Близкие отношения, завязавшиеся на профессиональной почве у него с «Большим Хозяином», рассказывал он, явно вызывали раздражение у Ежова после его назначения Сталиным начальником НКВД. По словам Орлова, Сталин часто проявлял личный интерес к операциям НКВД и однажды спросил у Орлова совета относительно ежовского плана тайного вывоза в Москву видного европейского члена Коминтерна и его семьи. Заслушав варианты проведения предполагаемой операции, предложенные Орловым и Ежовым, Сталин решил, что план Орлова более безопасен. Не успели они выйти из кабинета «Большого Хозяина», как начальник НКВД, со злостью обернувшись к Орлову, сказал ему, что это ему «не будет поставлено в заслугу», поскольку операция всё равно будет проводиться по его собственному плану, иначе Орлову придётся «поплатиться за это».
Орлов сказал, что у него не оставалось выбора, кроме как подчиниться начальнику НКВД. Операция провалилась, и лидер Коминтерна был схвачен при попытке нелегального перехода границы и впоследствии умер в тюрьме. Сталин, естественно, пришёл в ярость и, подстрекаемый Ежовым, во всём обвинил Орлова, который, как он рассказал Феоктистову, решил написать ему, чтобы снять с себя ответственность за неудачу. Как он после узнал, его письмо так и не попало в руки «Большого Хозяина». Ежов перехватил его и тут же решил приказать ликвидировать Орлова при первом же удобном случае.
Когда в июле 1938 года была получена та роковая шифртелеграмма, в тексте которой ему предписывалось прибыть на борт парохода «Свирь», Орлов в отчаянии взвешивал все «за» и «против» своего бегства в Соединенные Штаты. Он был готов возвратиться и предстать перед Ежовым, подчинившись, подобно Т. Малли, [3]своей судьбе, но страх за жизнь больной дочери заставил его принять решение не возвращаться.

**Задание A**. На борт какого парохода Орлову предписывалось прибыть согласно шифртелеграмме, полученной в июле 1938 года, как указано в отрывке?
Отрывок и листинг взяты из разных источников.

**Исходные записи**.
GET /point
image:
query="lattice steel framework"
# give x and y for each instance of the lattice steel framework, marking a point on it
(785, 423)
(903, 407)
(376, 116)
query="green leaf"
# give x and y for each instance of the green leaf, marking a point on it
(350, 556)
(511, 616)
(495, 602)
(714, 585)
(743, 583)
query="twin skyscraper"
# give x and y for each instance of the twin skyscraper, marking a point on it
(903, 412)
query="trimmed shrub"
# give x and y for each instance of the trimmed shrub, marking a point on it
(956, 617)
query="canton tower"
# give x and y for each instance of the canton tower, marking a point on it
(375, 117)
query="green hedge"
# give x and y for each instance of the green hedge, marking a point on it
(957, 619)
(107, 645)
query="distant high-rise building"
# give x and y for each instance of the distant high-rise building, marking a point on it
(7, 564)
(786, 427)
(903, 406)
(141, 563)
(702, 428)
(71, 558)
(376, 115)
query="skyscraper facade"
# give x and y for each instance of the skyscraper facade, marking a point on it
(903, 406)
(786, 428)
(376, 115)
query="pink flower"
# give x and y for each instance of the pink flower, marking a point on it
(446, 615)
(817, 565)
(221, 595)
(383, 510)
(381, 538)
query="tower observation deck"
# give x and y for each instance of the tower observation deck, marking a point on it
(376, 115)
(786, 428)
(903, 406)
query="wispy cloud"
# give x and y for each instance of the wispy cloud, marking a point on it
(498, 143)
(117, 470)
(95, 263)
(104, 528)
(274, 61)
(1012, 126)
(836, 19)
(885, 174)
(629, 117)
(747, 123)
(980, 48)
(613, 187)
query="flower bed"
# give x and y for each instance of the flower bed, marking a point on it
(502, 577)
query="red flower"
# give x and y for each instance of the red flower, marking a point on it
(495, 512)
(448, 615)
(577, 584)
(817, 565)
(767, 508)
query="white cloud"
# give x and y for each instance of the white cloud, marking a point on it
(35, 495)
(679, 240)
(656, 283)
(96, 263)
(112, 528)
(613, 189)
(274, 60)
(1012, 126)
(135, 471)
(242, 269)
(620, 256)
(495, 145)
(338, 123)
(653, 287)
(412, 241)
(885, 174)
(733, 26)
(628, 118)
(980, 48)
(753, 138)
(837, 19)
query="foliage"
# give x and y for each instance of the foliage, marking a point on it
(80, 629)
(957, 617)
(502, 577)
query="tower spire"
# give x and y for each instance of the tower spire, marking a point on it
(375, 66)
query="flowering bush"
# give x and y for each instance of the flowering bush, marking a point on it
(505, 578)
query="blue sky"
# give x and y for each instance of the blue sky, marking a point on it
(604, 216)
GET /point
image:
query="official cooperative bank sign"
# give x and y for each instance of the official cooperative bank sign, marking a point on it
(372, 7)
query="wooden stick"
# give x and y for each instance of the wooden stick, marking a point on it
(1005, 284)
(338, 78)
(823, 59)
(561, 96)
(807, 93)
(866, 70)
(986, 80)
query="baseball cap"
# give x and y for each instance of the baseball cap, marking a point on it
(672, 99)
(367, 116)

**Задание B**. Подсчитайте, в скольких строках листинга встречается слово «steel», учитывая регистр букв. В ответе укажите только число.

**Ответ на задание A**. На борт парохода «Свирь».

**Ответ на задание B**. 2